- TEXT SEGMENT:
- - -

# Need Justice - Fake Vomit



## FrankZ (Jun 22, 2015)

I understand this is the drivers forum, but I really need your help because I am a customer who just got charged $200 for vomit that is totally fake!

I was drunk on Thursday night and slept through most of the ride. I did threw up once out of the window when the car stopped during the ride. But I swear I did not vomit in the car. Shortly after I got home I saw an email jacking up my fare for $200 cleaning charge. When I complained, customer service sent me a photo of the "vomit" on the rear seat that looked like mustard and clearly not mine. I knew it for sure because most of the "vomit" was on the seat I was sitting in for the whole ride and I wouldn't be able to vomit on the seat without vomitting all over myself and my shirt and pants are still clean.

What should I do? I have asked for the original picture that would show the time and place it was taken. I am sure most of you on this forum are honest workers trying to earn a living. Well, I am, too, and we need some justice here.


----------



## 617Pete (May 16, 2015)

Just maybe he selected the wrong trip history. It may be a true story but possibly wrong ride. They should be able to match the rider and time of pick up and drop off. Good Luck


----------



## Backdash (Jan 28, 2015)




----------



## Uber-Doober (Dec 16, 2014)

Backdash said:


>


^^^
LOL!!!! Leave it to the Germans and their scatological sense of humor.

- - -

- ENTRIES PROVIDED:
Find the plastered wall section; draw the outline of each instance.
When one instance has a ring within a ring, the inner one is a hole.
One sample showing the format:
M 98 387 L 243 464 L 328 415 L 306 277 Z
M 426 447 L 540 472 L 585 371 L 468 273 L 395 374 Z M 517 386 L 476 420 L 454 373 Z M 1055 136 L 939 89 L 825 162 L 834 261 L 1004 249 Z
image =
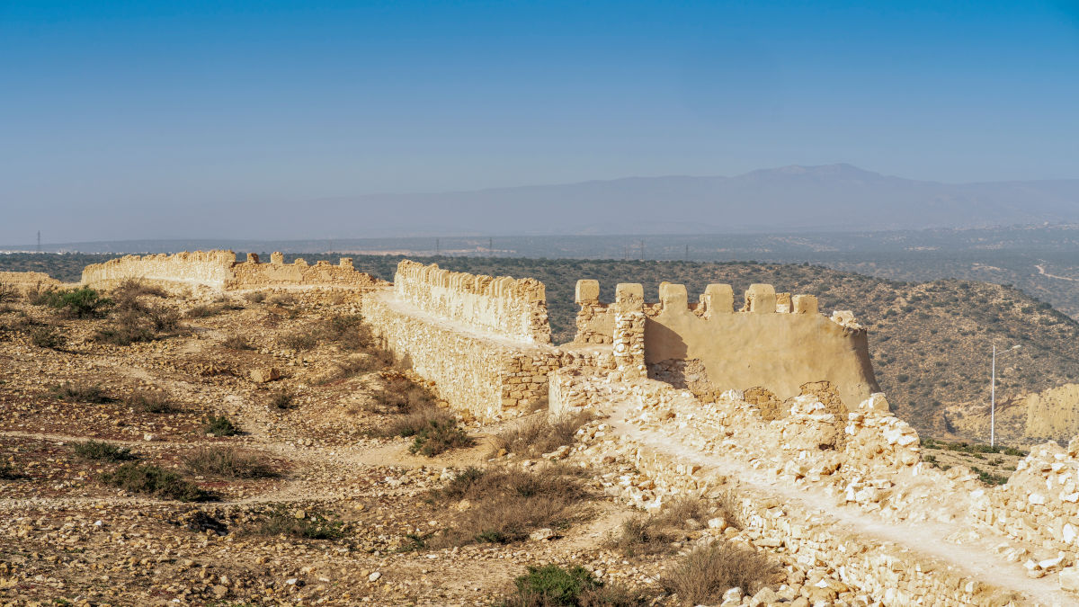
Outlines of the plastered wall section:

- - -

- WHAT TO DO:
Could you extract, word for word, the passage of the forum thread about the vomit charge that begins at the words "I was drunk" and stops after the words "some justice here."? The material is separate from the forum thread about the vomit charge.

- ANSWER TO THE EXERCISE:
I was drunk on Thursday night and slept through most of the ride. I did threw up once out of the window when the car stopped during the ride. But I swear I did not vomit in the car. Shortly after I got home I saw an email jacking up my fare for $200 cleaning charge. When I complained, customer service sent me a photo of the "vomit" on the rear seat that looked like mustard and clearly not mine. I knew it for sure because most of the "vomit" was on the seat I was sitting in for the whole ride and I wouldn't be able to vomit on the seat without vomitting all over myself and my shirt and pants are still clean.

What should I do? I have asked for the original picture that would show the time and place it was taken. I am sure most of you on this forum are honest workers trying to earn a living. Well, I am, too, and we need some justice here.